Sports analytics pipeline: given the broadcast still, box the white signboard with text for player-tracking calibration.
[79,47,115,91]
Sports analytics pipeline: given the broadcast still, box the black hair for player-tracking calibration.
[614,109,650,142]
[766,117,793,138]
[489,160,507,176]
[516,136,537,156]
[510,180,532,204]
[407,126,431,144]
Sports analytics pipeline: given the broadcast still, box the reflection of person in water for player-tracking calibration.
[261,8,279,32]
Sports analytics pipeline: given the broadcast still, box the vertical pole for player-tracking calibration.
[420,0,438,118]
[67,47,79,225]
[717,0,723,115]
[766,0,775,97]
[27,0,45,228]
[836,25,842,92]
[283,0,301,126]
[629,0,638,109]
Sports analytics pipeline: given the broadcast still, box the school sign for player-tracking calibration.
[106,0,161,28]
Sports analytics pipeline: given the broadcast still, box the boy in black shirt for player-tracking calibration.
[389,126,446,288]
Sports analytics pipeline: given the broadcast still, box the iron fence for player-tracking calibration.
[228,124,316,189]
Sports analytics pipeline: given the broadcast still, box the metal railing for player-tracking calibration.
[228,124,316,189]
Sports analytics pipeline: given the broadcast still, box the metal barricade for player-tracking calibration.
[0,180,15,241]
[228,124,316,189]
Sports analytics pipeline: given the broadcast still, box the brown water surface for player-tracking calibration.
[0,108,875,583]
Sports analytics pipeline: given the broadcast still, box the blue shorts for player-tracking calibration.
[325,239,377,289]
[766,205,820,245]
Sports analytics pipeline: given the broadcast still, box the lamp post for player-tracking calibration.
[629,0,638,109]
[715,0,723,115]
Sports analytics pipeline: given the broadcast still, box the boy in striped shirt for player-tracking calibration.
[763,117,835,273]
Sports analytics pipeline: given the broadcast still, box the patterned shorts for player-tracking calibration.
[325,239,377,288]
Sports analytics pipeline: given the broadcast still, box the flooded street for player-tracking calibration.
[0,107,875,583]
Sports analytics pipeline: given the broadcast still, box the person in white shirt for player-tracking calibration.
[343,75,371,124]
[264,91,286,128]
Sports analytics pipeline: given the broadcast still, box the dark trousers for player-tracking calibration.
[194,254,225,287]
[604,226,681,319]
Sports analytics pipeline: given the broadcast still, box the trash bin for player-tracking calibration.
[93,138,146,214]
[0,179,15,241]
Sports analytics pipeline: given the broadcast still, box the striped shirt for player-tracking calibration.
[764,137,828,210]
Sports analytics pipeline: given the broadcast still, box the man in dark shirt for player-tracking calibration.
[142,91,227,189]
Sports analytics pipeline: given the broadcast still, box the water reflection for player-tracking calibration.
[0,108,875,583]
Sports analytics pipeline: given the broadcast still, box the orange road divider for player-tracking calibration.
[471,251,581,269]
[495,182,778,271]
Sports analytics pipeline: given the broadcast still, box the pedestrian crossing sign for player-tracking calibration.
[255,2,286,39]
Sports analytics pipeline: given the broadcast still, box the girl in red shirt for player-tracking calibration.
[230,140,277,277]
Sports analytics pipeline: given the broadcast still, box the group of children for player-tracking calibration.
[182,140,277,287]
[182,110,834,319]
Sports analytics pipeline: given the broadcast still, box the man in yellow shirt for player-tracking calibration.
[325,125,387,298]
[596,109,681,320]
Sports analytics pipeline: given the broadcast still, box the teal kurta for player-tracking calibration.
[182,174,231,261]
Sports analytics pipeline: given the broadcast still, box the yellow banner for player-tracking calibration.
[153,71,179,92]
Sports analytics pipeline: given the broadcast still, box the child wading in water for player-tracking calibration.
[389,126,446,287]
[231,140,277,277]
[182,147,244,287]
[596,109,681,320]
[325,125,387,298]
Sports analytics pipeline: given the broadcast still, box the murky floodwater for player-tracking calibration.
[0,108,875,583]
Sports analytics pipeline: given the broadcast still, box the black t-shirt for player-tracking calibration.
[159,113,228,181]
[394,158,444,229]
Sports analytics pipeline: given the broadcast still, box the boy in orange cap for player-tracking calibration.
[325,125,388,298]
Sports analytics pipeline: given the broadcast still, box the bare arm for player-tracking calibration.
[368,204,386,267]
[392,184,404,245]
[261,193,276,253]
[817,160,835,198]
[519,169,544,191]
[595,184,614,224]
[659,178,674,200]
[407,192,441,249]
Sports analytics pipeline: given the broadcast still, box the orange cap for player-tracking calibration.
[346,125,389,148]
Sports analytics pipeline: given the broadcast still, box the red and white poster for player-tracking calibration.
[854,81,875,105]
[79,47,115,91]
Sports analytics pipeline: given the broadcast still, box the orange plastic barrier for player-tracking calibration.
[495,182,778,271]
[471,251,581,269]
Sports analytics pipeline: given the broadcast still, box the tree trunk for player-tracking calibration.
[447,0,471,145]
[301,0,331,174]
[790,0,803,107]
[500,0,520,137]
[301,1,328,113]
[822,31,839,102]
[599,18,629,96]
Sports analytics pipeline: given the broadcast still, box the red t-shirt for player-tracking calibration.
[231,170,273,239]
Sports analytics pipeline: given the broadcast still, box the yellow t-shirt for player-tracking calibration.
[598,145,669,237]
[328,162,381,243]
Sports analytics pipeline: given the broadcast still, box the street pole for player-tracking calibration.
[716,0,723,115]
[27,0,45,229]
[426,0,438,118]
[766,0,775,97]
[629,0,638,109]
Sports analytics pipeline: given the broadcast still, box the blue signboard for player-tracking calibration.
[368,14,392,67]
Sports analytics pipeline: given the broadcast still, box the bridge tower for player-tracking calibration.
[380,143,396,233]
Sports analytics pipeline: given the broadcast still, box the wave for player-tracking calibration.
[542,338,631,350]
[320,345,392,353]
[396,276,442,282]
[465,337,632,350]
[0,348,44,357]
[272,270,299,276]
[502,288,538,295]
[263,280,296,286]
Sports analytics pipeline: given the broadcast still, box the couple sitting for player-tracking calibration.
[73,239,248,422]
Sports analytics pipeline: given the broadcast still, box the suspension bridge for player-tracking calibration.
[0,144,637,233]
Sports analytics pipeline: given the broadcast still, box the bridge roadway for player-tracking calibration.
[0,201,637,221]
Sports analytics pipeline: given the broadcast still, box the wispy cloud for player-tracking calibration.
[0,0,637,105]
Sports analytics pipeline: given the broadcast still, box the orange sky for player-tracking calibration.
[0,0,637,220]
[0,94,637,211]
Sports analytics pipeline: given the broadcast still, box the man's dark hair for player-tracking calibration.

• • • •

#### Set task:
Reproduce every entry above verbatim, from the first to the last, without changing or leaving out any line.

#### Expected answer:
Sports analytics pipeline: given the broadcast still, box the white signboard with text for player-tracking calibration.
[79,47,115,91]
Sports analytics pipeline: given the broadcast still, box the black hair for player-tracking calibration.
[614,109,650,142]
[766,117,793,138]
[489,160,507,176]
[516,136,537,156]
[510,180,532,204]
[407,126,431,144]
Sports analytics pipeline: given the broadcast still, box the reflection of person in water for player-tracking calibration.
[261,8,279,32]
Sports analytics pipeline: given the broadcast still, box the vertical pole for player-tracking calibration.
[420,0,438,118]
[67,47,79,225]
[717,0,723,115]
[766,0,775,97]
[27,0,45,228]
[836,25,842,92]
[283,0,301,126]
[629,0,638,109]
Sports analytics pipeline: given the broadcast still, box the school sign for player-tracking calibration.
[106,0,161,28]
Sports analytics pipeline: given the broadcast still, box the boy in black shirt for player-tracking calibration.
[389,126,446,288]
Sports analytics pipeline: given the broadcast still, box the iron fence for player-tracking calibration.
[228,124,316,189]
Sports analytics pipeline: given the broadcast still, box the metal railing for player-tracking calibration.
[228,124,316,189]
Sports analytics pipeline: given the broadcast still, box the metal barricade for player-tracking calibration.
[0,180,15,241]
[228,124,316,189]
Sports analytics pipeline: given the broadcast still, box the brown water surface for player-tracking calibration.
[0,108,875,583]
Sports analytics pipeline: given the broadcast still, box the blue shorts for player-tracking calibration.
[325,239,377,289]
[766,205,820,245]
Sports analytics pipeline: given the broadcast still, box the lamp post for player-tracking calibration.
[629,0,638,109]
[715,0,723,115]
Sports analytics pipeline: given the broadcast still, box the boy in striped shirt for player-tracking calibration.
[763,117,835,273]
Sports analytics pipeline: given the broadcast still, box the patterned shorts for player-tracking calibration.
[325,239,377,288]
Sports analytics pipeline: given the broadcast still, box the flooded street for player-tracking calibration.
[0,107,875,583]
Sports analytics pipeline: given the broadcast still, box the person in white shirt for player-tracking calibration.
[343,75,371,124]
[264,91,286,128]
Sports analytics pipeline: given the broadcast still, box the dark trousers for player-tracking calibration.
[194,254,225,287]
[604,226,681,319]
Sports analytics pipeline: given the broadcast still, box the trash bin for player-tracking calibration.
[93,138,146,214]
[0,179,15,241]
Sports analytics pipeline: given the broadcast still, box the striped shirt for player-tracking calibration.
[764,137,828,210]
Sports analytics pipeline: given the broadcast still, box the man in dark shirt for player-tracking calibration.
[142,91,227,189]
Sports analytics pipeline: given the broadcast still, box the water reflection for player-tracking calibration.
[0,108,875,583]
Sports analytics pipeline: given the broadcast still, box the orange road divider for player-tracking calibration.
[471,251,581,269]
[495,182,778,271]
Sports analytics pipeline: given the broadcast still, box the pedestrian crossing sign for player-tracking calibration.
[255,2,286,39]
Sports analytics pipeline: given the broadcast still, box the girl in red shirt for player-tracking calibration.
[230,140,277,277]
Sports analytics pipeline: given the broadcast still, box the group of children for player-tracking calibration.
[182,140,277,287]
[182,110,834,319]
Sports analytics pipeline: given the broadcast still, box the man in yellow shirt for player-tracking calibration.
[325,125,387,298]
[596,109,681,320]
Sports analytics pipeline: given the broadcast still, box the teal kurta for player-tracking calibration.
[182,174,231,261]
Sports analytics pipeline: given the broadcast still, box the yellow banner for player-tracking calibration.
[153,71,179,92]
Sports analytics pipeline: given the broadcast still, box the child wading in water for player-tracking calibration.
[389,126,446,287]
[231,140,277,277]
[182,147,244,287]
[596,109,681,320]
[325,125,387,298]
Sports analytics pipeline: given the broadcast still, box the murky floodwater for player-tracking calibration.
[0,108,875,583]
Sports analytics pipeline: given the broadcast still, box the black t-shirt for player-tracking calibration.
[159,113,228,181]
[394,158,444,229]
Sports analytics pipeline: given the broadcast still, box the boy in orange cap for player-tracking calibration.
[325,125,388,298]
Sports analytics pipeline: given the broadcast still, box the bare arm for player-tracking calibration.
[368,204,386,267]
[392,184,404,245]
[261,193,276,253]
[817,160,835,198]
[519,169,544,191]
[595,184,614,224]
[659,178,674,200]
[407,192,441,249]
Sports analytics pipeline: given the broadcast still, box the orange cap for player-tracking calibration.
[346,125,389,148]
Sports analytics pipeline: given the broadcast still, box the red and white poster for player-tracking calibration.
[854,81,875,105]
[79,47,115,91]
Sports analytics pipeline: given the broadcast still, box the orange plastic barrier for player-tracking calibration.
[495,182,778,271]
[471,251,581,269]
Sports analytics pipeline: given the broadcast still, box the tree trunk for player-tracking calibration.
[447,0,471,145]
[301,0,331,174]
[790,0,803,107]
[500,0,520,137]
[301,1,328,113]
[822,31,839,102]
[599,18,629,96]
Sports analytics pipeline: given the broadcast still, box the red t-shirt for player-tracking calibration.
[231,170,273,239]
Sports analytics pipeline: given the broadcast still, box the yellow t-shirt for player-tracking calibration.
[598,145,669,237]
[328,162,381,243]
Sports analytics pipeline: given the broadcast still, box the street pole for player-tracking calibration.
[716,0,723,115]
[27,0,45,229]
[426,0,438,118]
[766,0,775,97]
[629,0,638,109]
Sports analytics pipeline: given the broadcast still, box the blue signboard for player-tracking calibration.
[368,14,392,67]
Sports analytics pipeline: given the broadcast still, box the bridge tower for player-tracking calibration.
[380,143,396,233]
Sports analytics pipeline: given the broadcast still, box the wave for player-tracking calibration.
[542,338,631,350]
[320,345,392,353]
[396,276,442,282]
[465,337,632,350]
[0,348,44,357]
[272,270,299,276]
[502,288,538,295]
[263,280,296,286]
Sports analytics pipeline: given the broadcast still, box the couple sitting for player-tracking calibration.
[73,239,248,422]
Sports analytics pipeline: given the broadcast still, box the suspension bridge for player-tracking calibration.
[0,144,637,233]
Sports analytics pipeline: given the broadcast still, box the bridge roadway for player-tracking calibration.
[0,201,637,221]
Sports analytics pipeline: given the broadcast still, box the wispy cloud for player-tracking calibration.
[0,0,637,105]
Sports analytics pipeline: given the broadcast still, box the orange sky for player-tracking calibration.
[0,0,637,220]
[0,94,637,211]
Sports analytics pipeline: given the broadcast still, box the man's dark hair for player-tracking calibration.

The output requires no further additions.